= Page extract =

[BEGIN]

6. IDEC: receiving three mOPs from the previous stage (from 3 DirectPath channels or Microcode Engine) to put them into reorder buffer 24 elements x mOPs long. On the next stage up to 3 mOPs can be sent to the integer FU or to FPU for execution. Information about all mOPs remains in this buffer until the retirement that should be performed in the initial instruction order. The unit that controls mOP execution from the moment they arrive to this buffer until the retirement is called Instruction Control Unit (ICU).
Further way along the pipeline differs for integer and floating-point instructions. First, we'll provide the integer stages:
7. SCHED: mOP queuing for execution (6 elements x mOPs) and waiting for operand readiness. ROPs like IEU and/or AGU that get ready are being executed. This is performed in random order in units which number corresponds to mOP decoding channel number (0/1/2).
8. EXEC: integer ROP execution. If a ROP requires L1 access, the address is prepared and data is fetched on this and the two next stages. Thus the main instruction part can be executed on the EXEC stage with a 3-clock delay. The delay might grow to tens or hundreds clocks if L2 or RAM access is required.
Now let's list the FP instructions stages.
7. STKREN
8. REGREN
x87 register stack projecting to flat-addressed file and consequent renaming architecture FP register into a hardware register for each of three mOPs.

[END]

Entries taken from a collection
[BEGIN]

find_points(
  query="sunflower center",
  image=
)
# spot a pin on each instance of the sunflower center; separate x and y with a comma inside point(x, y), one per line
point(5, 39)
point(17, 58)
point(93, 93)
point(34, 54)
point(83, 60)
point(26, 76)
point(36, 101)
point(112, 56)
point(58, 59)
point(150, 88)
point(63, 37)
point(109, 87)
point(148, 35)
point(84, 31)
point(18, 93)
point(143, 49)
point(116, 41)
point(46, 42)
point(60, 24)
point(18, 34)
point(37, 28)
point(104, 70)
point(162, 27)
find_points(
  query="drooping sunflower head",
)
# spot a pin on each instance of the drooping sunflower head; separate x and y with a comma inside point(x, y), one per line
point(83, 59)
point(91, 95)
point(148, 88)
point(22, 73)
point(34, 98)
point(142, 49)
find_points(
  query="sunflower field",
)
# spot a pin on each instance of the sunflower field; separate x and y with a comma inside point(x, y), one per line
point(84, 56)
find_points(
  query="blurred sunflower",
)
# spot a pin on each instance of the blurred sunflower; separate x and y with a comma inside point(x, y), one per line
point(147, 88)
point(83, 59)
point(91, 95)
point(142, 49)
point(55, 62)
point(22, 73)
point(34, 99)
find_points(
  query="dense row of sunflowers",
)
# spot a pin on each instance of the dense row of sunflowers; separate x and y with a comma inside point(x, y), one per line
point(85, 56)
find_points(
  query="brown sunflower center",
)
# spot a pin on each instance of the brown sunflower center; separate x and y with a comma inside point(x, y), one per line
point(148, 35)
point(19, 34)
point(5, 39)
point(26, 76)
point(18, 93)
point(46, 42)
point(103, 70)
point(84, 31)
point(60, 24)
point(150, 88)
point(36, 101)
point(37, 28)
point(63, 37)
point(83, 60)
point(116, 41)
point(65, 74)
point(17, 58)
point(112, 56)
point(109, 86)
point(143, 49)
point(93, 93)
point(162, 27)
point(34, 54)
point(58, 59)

[END]

= Set tasks =
1) Retype the pipeline passage from "Now let's list" down to "of three mOPs.".
2) In the pipeline passage, what is the unit that controls mOP execution from their arrival in the reorder buffer until retirement called?
3) Carry on the pipeline passage from the point where it stops.

= Outputs =
1)
Now let's list the FP instructions stages.
7. STKREN
8. REGREN
x87 register stack projecting to flat-addressed file and consequent renaming architecture FP register into a hardware register for each of three mOPs.

2) The Instruction Control Unit (ICU)

3)
9. SCHEDW
10. SCHED: on these stages mOPs are queued for execution (12 elements x 3 mOPs) and await FU and operand readiness. For floating-point instructions FUs are selected not by decoding channel, but by required functionality (FADD/FMUL/FSTORE).
11. FREG: fetching data required for mOP execution from the register file and consequent transfer to the selected FU. If a mOP requires results of previous FP operation, it's sent from the previous SCHED stage a clock before the ready state and data is transferred to FU input bypassing the register file.
12-15. FEXEC1-4: pipelined FU operation execution. For those FP operations that require cache access a corresponding mOP is processed in the integer FU to determine the address and managing the Load/Store Unit (LSU) that accesses data firsthand.

All these stages are implemented in K7, but significantly fewer details are available about K8. Stages not related to decoding haven't changed their purpose formally. It's even opposite, so we can see the following in K8 instead of the first six K7 stages:

FETCH1 (corresponds to FETCH K7)
FETCH2
PICK
DECODE1
DECODE2
PACK
PACK/DECODE
DISPATCH (corresponds to IDEC K7)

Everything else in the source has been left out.